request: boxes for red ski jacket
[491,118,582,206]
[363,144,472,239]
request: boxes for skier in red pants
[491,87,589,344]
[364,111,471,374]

____

Can you render every line of the listing above as a Markdown table with the columns No. and Line, numbering the rows and leaving out blank lines?

**FINISHED TASK**:
| No. | Line |
|---|---|
| 1 | request: boxes for red ski jacket |
| 2 | [491,118,582,206] |
| 3 | [363,144,472,239] |
| 4 | request: boxes for skier in red pants |
| 5 | [491,87,589,344] |
| 6 | [364,111,471,374] |